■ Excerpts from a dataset
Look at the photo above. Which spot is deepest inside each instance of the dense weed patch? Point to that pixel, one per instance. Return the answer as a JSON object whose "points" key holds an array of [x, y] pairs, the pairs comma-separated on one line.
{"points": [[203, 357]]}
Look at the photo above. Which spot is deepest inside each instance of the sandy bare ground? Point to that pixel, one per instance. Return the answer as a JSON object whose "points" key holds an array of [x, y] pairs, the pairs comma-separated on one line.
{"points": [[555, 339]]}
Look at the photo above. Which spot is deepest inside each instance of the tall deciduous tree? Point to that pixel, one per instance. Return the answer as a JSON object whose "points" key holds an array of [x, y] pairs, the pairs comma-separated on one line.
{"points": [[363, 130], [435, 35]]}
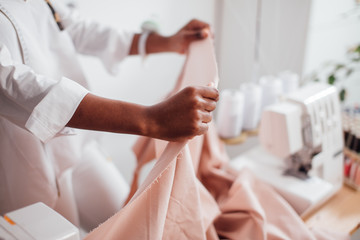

■ PROBLEM
Leaving out the pictures, print exactly and only the lines from the one containing "of the tall" through the last line of the records.

■ ANSWER BELOW
Look at the photo above. Which spot is deepest inside each instance of the tall deciduous tree? Point to that pixel, one per instance. Return the answer as a JSON object whose "points" key holds an array of [x, y] pairs, the pairs comma-separated on one line.
{"points": [[363, 130], [435, 35]]}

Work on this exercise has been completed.